== 所给文本 ==
了解了以上的参数配置接口,下面进入正题,fail_make_request究竟是如何注入故障的?如何判断是否需要注入?
首先来关注以下通用IO提交流程:submit_bio()->generic_make_request()->generic_make_request_checks():
static noinline_for_stack bool
generic_make_request_checks(struct bio *bio)
{
...
part = bio->bi_bdev->bd_part;
if (should_fail_request(part, bio->bi_iter.bi_size) ||
should_fail_request(&part_to_disk(part)->part0,
bio->bi_iter.bi_size))
goto end_io;
...
}
在IO提交流程的generic_make_request_checks()函数中会调用should_fail_request()函数进行故障注入的判断,如果这里返回true(注入),那IO的提交流程就不会继续下去,上层的generic_make_request()函数会返回cookie为BLK_QC_T_NONE,故障得以注入。
static bool should_fail_request(struct hd_struct *part, unsigned int bytes)
{
return part->make_it_fail && should_fail(&fail_make_request, bytes);
}
判断是否注入故障主要取决于should_fail_request()函数,该函数返回true表示需要注入,返回false表示不注入。入参中第一个参数为磁盘设备hd_struct结构体,第二个参数为本次IO的字节数。这里可以看到hd_struct结构体中的make_it_fail开关的作用了,然后还有一个“与”条件为通用函数should_fail()的返回结果。should_fail()函数时整个故障注入条件判断的核心,它将根据struce fault_attr结构体中配置的参数进行评估。
===
== 所给资料 ==
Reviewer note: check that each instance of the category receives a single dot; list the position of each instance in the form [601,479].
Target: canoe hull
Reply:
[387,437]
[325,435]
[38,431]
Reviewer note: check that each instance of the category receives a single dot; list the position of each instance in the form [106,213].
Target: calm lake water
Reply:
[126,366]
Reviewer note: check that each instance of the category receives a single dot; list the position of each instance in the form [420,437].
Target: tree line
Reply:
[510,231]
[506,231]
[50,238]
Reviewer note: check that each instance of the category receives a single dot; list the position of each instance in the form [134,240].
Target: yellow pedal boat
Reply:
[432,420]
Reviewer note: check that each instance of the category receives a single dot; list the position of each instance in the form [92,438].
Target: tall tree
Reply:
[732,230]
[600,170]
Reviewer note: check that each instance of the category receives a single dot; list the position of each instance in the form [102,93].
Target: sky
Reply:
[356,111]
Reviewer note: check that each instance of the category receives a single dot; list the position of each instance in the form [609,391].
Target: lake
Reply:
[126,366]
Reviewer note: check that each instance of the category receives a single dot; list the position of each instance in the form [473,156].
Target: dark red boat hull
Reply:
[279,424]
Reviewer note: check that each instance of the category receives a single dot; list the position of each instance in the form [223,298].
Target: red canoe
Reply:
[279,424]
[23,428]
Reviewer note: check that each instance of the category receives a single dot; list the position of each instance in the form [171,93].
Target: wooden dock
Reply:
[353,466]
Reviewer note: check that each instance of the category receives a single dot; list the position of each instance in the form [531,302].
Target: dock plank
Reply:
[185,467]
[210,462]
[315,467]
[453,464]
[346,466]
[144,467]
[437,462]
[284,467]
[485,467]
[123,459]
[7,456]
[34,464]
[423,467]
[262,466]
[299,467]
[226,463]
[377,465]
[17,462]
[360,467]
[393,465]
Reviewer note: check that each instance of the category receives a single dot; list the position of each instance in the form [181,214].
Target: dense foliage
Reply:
===
§ **任务说明**: 请接着上面那段讲 fail_make_request 故障注入机制的文字,从它的最后一句之后往下续写。

§ **回答**:
/*
* This code is stolen from failmalloc-1.0
* http://www.nongnu.org/failmalloc/
*/
bool should_fail(struct fault_attr *attr, ssize_t size)
{
/* No need to check any other properties if the probability is 0 */
if (attr->probability == 0)
return false;
if (attr->task_filter && !fail_task(attr, current))
return false;
if (atomic_read(&attr->times) == 0)
return false;
if (atomic_read(&attr->space) > size) {
atomic_sub(size, &attr->space);
return false;
}
if (attr->interval > 1) {
attr->count++;
if (attr->count % attr->interval)
return false;
}
if (attr->probability <= prandom_u32() % 100)
return false;
if (!fail_stacktrace(attr))
return false;
fail_dump(attr);
if (atomic_read(&attr->times) != -1)
atomic_dec_not_zero(&attr->times);
return true;
}
EXPORT_SYMBOL_GPL(should_fail);
1)如果设置的probability为0,不注入;
2)如果设置了进程过滤,调用fail_task函数进行判断,如果当前进程的make_it_fail标没有记置位或者在中断上下文中,不注入;
static bool fail_task(struct fault_attr *attr, struct task_struct *task)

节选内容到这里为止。